[Records drawn from a dataset]

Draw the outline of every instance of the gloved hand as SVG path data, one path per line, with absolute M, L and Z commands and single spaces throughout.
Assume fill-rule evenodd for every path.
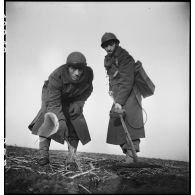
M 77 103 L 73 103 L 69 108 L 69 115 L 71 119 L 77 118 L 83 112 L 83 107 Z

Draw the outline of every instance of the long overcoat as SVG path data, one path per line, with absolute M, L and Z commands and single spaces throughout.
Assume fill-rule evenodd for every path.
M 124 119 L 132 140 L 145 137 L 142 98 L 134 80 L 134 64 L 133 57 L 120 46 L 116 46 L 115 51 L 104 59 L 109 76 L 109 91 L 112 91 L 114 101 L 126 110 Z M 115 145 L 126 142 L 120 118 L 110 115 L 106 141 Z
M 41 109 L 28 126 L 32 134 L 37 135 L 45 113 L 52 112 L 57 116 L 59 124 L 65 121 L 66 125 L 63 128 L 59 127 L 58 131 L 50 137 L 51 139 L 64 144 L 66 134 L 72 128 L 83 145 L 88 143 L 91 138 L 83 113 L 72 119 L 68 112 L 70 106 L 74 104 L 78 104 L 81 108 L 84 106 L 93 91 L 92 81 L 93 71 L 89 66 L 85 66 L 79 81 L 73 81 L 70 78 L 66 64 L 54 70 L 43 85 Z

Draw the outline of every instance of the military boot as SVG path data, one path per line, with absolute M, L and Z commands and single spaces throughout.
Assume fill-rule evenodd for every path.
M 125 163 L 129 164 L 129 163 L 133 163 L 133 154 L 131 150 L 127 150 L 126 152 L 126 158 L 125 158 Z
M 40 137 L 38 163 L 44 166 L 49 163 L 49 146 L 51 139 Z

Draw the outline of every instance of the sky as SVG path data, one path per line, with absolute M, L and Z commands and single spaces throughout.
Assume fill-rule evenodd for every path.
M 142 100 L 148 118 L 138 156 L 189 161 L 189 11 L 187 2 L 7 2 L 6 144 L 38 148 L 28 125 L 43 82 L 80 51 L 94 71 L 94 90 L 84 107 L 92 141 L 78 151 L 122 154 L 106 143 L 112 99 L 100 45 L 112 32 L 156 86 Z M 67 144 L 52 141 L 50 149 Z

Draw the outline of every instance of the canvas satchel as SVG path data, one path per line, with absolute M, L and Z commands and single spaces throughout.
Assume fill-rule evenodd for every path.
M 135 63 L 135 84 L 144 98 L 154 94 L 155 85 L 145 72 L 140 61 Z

==

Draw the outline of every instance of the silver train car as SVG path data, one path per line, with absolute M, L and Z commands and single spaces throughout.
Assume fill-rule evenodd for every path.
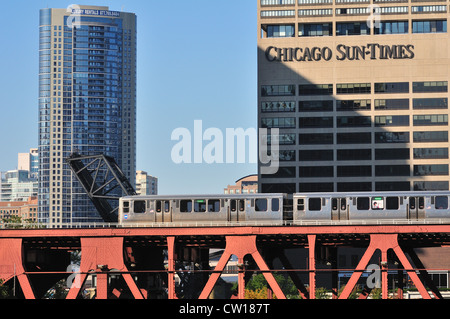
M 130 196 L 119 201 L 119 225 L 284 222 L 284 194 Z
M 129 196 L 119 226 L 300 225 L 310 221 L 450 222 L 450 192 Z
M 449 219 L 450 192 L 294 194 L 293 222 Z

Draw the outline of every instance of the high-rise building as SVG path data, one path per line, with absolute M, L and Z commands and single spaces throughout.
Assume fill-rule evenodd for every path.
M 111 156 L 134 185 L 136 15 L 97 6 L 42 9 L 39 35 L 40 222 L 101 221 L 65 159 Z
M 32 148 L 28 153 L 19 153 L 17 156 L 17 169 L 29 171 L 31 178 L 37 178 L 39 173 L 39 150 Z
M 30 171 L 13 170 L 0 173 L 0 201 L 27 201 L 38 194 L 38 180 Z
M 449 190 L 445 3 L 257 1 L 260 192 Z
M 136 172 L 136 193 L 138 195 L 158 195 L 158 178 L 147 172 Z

What the task requires :: Would you output the lines above from the line holding "Draw the outline of every instance of the gloved" up to and including the line holding "Draw the outline of every instance of the military", exactly and only those, with no pictures?

Solution ::
Draw the outline of every instance of the gloved hand as SVG path data, one path per line, with absolute M, L and Z commands and single spaces throughout.
Assume fill-rule evenodd for every path.
M 77 103 L 73 103 L 69 108 L 69 115 L 71 119 L 77 118 L 83 112 L 83 107 Z

Draw the outline of every instance of the long overcoat as SVG path data, one path per line, with absolute M, L and Z commands and single spaces throughout.
Assume fill-rule evenodd for every path.
M 124 119 L 132 140 L 145 137 L 142 98 L 134 80 L 134 64 L 133 57 L 120 46 L 116 46 L 115 51 L 104 59 L 109 76 L 109 91 L 112 91 L 114 101 L 126 110 Z M 115 145 L 126 142 L 120 118 L 110 115 L 106 141 Z
M 41 109 L 28 126 L 32 134 L 37 135 L 45 113 L 52 112 L 57 116 L 59 124 L 65 121 L 66 125 L 63 128 L 59 127 L 58 131 L 50 137 L 51 139 L 64 144 L 66 134 L 72 128 L 83 145 L 88 143 L 91 138 L 83 113 L 72 119 L 68 112 L 70 106 L 74 104 L 78 104 L 81 108 L 84 106 L 93 91 L 92 81 L 93 71 L 89 66 L 85 66 L 79 81 L 73 81 L 70 78 L 66 64 L 54 70 L 43 85 Z

Draw the outline of every instance of the military boot as SVG path data, one path per line, with absolute M, L and Z commands and single spaces throughout.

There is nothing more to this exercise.